##### Provided entries

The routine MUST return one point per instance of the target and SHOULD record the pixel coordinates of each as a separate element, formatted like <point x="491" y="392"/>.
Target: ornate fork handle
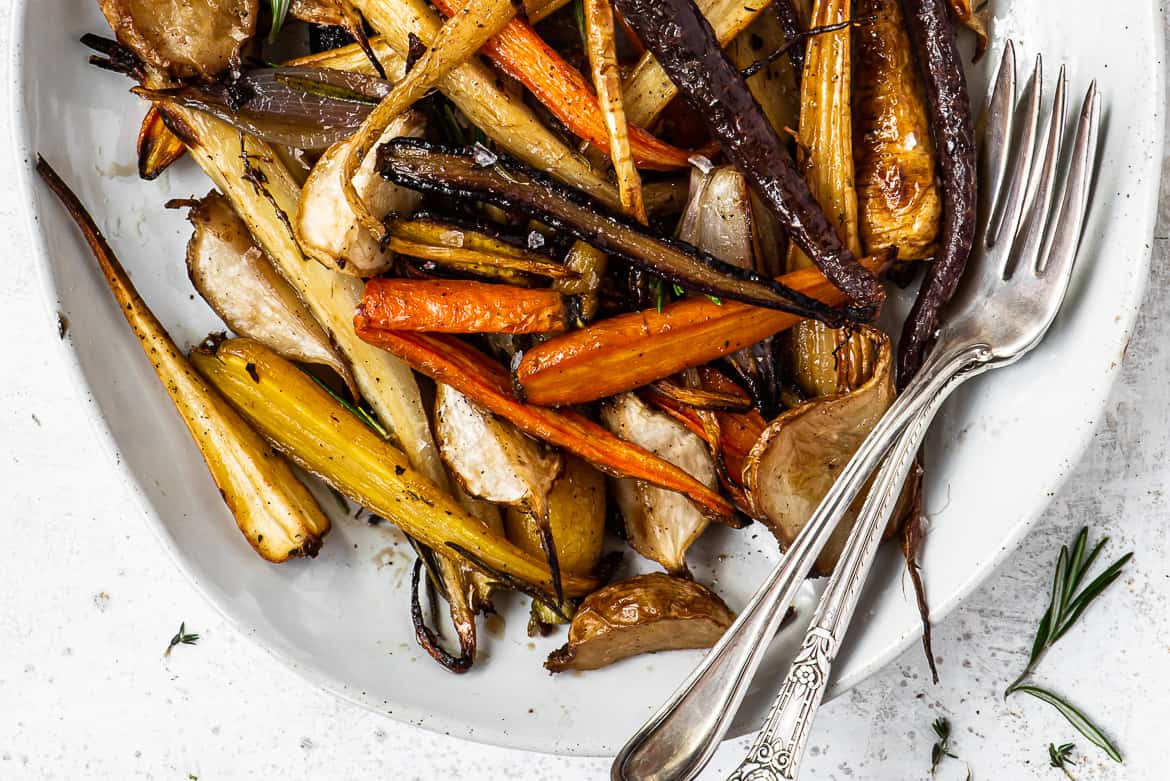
<point x="679" y="740"/>
<point x="778" y="748"/>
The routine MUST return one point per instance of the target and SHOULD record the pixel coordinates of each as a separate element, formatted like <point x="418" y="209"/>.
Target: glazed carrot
<point x="454" y="363"/>
<point x="631" y="350"/>
<point x="521" y="53"/>
<point x="460" y="306"/>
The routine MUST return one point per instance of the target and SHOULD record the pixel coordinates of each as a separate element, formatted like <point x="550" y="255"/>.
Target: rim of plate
<point x="22" y="156"/>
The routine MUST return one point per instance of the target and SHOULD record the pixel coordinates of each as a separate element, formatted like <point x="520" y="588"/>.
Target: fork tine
<point x="997" y="135"/>
<point x="1007" y="222"/>
<point x="1060" y="248"/>
<point x="1026" y="253"/>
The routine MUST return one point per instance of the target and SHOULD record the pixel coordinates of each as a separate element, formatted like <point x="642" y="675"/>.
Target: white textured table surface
<point x="88" y="600"/>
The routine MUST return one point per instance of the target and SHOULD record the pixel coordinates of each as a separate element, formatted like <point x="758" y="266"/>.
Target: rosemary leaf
<point x="1079" y="720"/>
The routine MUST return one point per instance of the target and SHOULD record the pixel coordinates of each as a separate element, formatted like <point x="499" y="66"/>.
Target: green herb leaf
<point x="280" y="11"/>
<point x="1079" y="720"/>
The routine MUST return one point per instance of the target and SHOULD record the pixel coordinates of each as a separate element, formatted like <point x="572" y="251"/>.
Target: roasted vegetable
<point x="576" y="517"/>
<point x="275" y="511"/>
<point x="894" y="157"/>
<point x="494" y="461"/>
<point x="802" y="453"/>
<point x="689" y="52"/>
<point x="448" y="360"/>
<point x="328" y="228"/>
<point x="509" y="184"/>
<point x="648" y="89"/>
<point x="461" y="306"/>
<point x="826" y="361"/>
<point x="628" y="351"/>
<point x="158" y="147"/>
<point x="974" y="19"/>
<point x="183" y="39"/>
<point x="240" y="283"/>
<point x="312" y="429"/>
<point x="661" y="525"/>
<point x="520" y="52"/>
<point x="641" y="615"/>
<point x="453" y="45"/>
<point x="952" y="130"/>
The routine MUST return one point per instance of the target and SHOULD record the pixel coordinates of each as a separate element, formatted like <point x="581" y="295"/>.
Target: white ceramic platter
<point x="341" y="621"/>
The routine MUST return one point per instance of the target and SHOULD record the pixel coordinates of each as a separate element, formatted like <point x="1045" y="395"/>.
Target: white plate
<point x="341" y="620"/>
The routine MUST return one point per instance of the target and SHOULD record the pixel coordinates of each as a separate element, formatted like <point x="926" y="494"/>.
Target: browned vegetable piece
<point x="974" y="19"/>
<point x="802" y="453"/>
<point x="273" y="509"/>
<point x="238" y="280"/>
<point x="641" y="615"/>
<point x="462" y="306"/>
<point x="897" y="199"/>
<point x="184" y="39"/>
<point x="158" y="147"/>
<point x="576" y="516"/>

##########

• Task prompt:
Exactly reproduce each record, leaving out any pictures.

• Correct result:
The routine MUST return one point per instance of the target and SHOULD record the pixel coordinates of each as a separate element, formatted like <point x="491" y="392"/>.
Target: ornate fork handle
<point x="679" y="740"/>
<point x="778" y="748"/>
The routine MUST return one point per instance of the target and SHOULD record the pixel coordinates of each as a separate element, formatted like <point x="418" y="209"/>.
Target: glazed carrot
<point x="454" y="363"/>
<point x="631" y="350"/>
<point x="521" y="53"/>
<point x="460" y="306"/>
The routine MUST return one point per instance of the target and SHOULD record the pixel coordinates of each as a separate element, formatted like <point x="550" y="255"/>.
Target: rim of plate
<point x="22" y="156"/>
The routine MUST return one point per instance of the target and SHOULD record the pixel coordinates of each as a separate element, formatted like <point x="520" y="588"/>.
Target: fork tine
<point x="997" y="135"/>
<point x="1007" y="222"/>
<point x="1060" y="248"/>
<point x="1026" y="253"/>
The routine MUST return one point per instance of the target and SHOULD record the pixel coordinates of each as a separate element, formatted like <point x="642" y="675"/>.
Target: white textured table surface
<point x="88" y="600"/>
The routine MUST return one point per instance of the target and SHOULD record the pixel coordinates of each as a separate element, formatted like <point x="758" y="266"/>.
Target: rosemary leaf
<point x="1079" y="720"/>
The routine MUST return one point per instance of the target and SHOULD record the pixel coordinates of each as a separate element, formatted like <point x="499" y="66"/>.
Target: green herb leaf
<point x="280" y="11"/>
<point x="1079" y="720"/>
The routine MUST return one point per instance of the target and SHOULD record the pixel coordinates of each as a separate element, formatted like <point x="572" y="251"/>.
Target: roasted vegetable
<point x="576" y="517"/>
<point x="275" y="511"/>
<point x="894" y="157"/>
<point x="494" y="461"/>
<point x="802" y="453"/>
<point x="689" y="52"/>
<point x="448" y="360"/>
<point x="328" y="228"/>
<point x="509" y="184"/>
<point x="648" y="89"/>
<point x="461" y="306"/>
<point x="826" y="361"/>
<point x="628" y="351"/>
<point x="158" y="147"/>
<point x="974" y="19"/>
<point x="183" y="39"/>
<point x="240" y="283"/>
<point x="312" y="429"/>
<point x="661" y="525"/>
<point x="520" y="52"/>
<point x="641" y="615"/>
<point x="453" y="45"/>
<point x="952" y="130"/>
The routine MUST return one point per instance of the target and SHOULD record the pixel coordinates of each as a separate element, formatted like <point x="581" y="295"/>.
Target: white ceramic platter
<point x="341" y="621"/>
The routine MUST return one point per instance of the target and SHOULD record the pixel coordinates of each as a separate element, formatted like <point x="1045" y="395"/>.
Target: white plate
<point x="341" y="620"/>
The routine MUST return one point per instance of the target and SHOULD record the pixel coordinates of each as a separate element, formatted like <point x="926" y="494"/>.
Target: browned vegetable piece
<point x="974" y="19"/>
<point x="802" y="453"/>
<point x="273" y="509"/>
<point x="238" y="280"/>
<point x="641" y="615"/>
<point x="462" y="306"/>
<point x="897" y="199"/>
<point x="184" y="39"/>
<point x="158" y="147"/>
<point x="576" y="516"/>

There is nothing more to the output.